Could you rewrite the rows below as a Markdown table with two columns, "Row" for the row number and "Content" for the row itself, leaving out any blank rows?
[START OF Given records]
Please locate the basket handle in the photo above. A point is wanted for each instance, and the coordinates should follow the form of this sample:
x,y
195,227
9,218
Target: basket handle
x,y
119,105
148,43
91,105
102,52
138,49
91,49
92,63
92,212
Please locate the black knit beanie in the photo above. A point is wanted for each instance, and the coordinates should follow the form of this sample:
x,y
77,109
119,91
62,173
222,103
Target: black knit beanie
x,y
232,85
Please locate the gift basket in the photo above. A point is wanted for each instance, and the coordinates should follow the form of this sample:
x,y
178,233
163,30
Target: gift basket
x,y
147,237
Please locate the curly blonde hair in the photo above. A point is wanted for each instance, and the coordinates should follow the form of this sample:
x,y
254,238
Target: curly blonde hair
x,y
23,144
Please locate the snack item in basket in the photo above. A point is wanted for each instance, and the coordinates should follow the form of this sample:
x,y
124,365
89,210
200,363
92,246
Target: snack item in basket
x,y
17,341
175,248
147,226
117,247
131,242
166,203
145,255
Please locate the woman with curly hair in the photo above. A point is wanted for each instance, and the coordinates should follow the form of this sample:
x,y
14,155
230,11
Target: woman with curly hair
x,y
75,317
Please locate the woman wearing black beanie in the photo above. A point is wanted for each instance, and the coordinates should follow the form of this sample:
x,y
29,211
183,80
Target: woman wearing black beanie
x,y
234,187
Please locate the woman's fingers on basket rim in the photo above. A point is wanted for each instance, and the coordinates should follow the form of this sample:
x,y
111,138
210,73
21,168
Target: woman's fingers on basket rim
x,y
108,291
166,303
[END OF Given records]
## [Complete answer]
| Row | Content |
|---|---|
| 1 | Please locate the basket handle in the photo above. A point is wanted for each instance, and the coordinates should follow the form of this sample: |
| 2 | x,y |
| 3 | 195,227 |
| 4 | 9,218 |
| 5 | Target: basket handle |
| 6 | x,y |
| 7 | 119,105 |
| 8 | 148,43 |
| 9 | 91,105 |
| 10 | 102,52 |
| 11 | 138,49 |
| 12 | 91,49 |
| 13 | 92,63 |
| 14 | 92,212 |
| 15 | Please locate the black knit beanie in the photo above. A point is wanted for each instance, and the coordinates should follow the form of this sample: |
| 16 | x,y |
| 17 | 77,109 |
| 18 | 119,91 |
| 19 | 62,173 |
| 20 | 222,103 |
| 21 | Target: black knit beanie |
| 22 | x,y |
| 23 | 232,85 |
| 24 | Please locate the gift basket in the photo above. A point is wanted for each instance, and the coordinates should follow the form of this sample: |
| 25 | x,y |
| 26 | 178,233 |
| 27 | 163,30 |
| 28 | Target: gift basket |
| 29 | x,y |
| 30 | 147,237 |
| 31 | Please locate the curly blonde hair in the photo above. A point is wanted for each instance, and the coordinates should follow the form of this sample: |
| 32 | x,y |
| 33 | 254,238 |
| 34 | Target: curly blonde hair |
| 35 | x,y |
| 36 | 23,144 |
| 37 | Please locate the snack item in basket in the photo above. A point is wanted for each instance, and the coordinates should follow the form of this sample: |
| 38 | x,y |
| 39 | 124,365 |
| 40 | 89,210 |
| 41 | 200,363 |
| 42 | 92,246 |
| 43 | Target: snack item in basket |
| 44 | x,y |
| 45 | 17,341 |
| 46 | 175,248 |
| 47 | 147,226 |
| 48 | 117,247 |
| 49 | 131,242 |
| 50 | 166,203 |
| 51 | 145,255 |
| 52 | Please locate the woman with curly hair in the photo above. A point is wanted for each instance, and the coordinates should follow the form of this sample: |
| 53 | x,y |
| 54 | 14,155 |
| 55 | 230,11 |
| 56 | Target: woman with curly hair |
| 57 | x,y |
| 58 | 75,317 |
| 59 | Please locate the woman wearing black beanie in the photo above. A point is wanted for each instance, and the coordinates should follow the form of this sample: |
| 60 | x,y |
| 61 | 29,211 |
| 62 | 183,80 |
| 63 | Target: woman wearing black beanie |
| 64 | x,y |
| 65 | 234,187 |
| 66 | Please locate the woman's fingers on basket rim in the photo above. A point is wanted for each instance, and the coordinates should follow the form of this sample: |
| 67 | x,y |
| 68 | 111,138 |
| 69 | 210,73 |
| 70 | 21,168 |
| 71 | Target: woman's fingers on basket rim |
| 72 | x,y |
| 73 | 108,291 |
| 74 | 166,303 |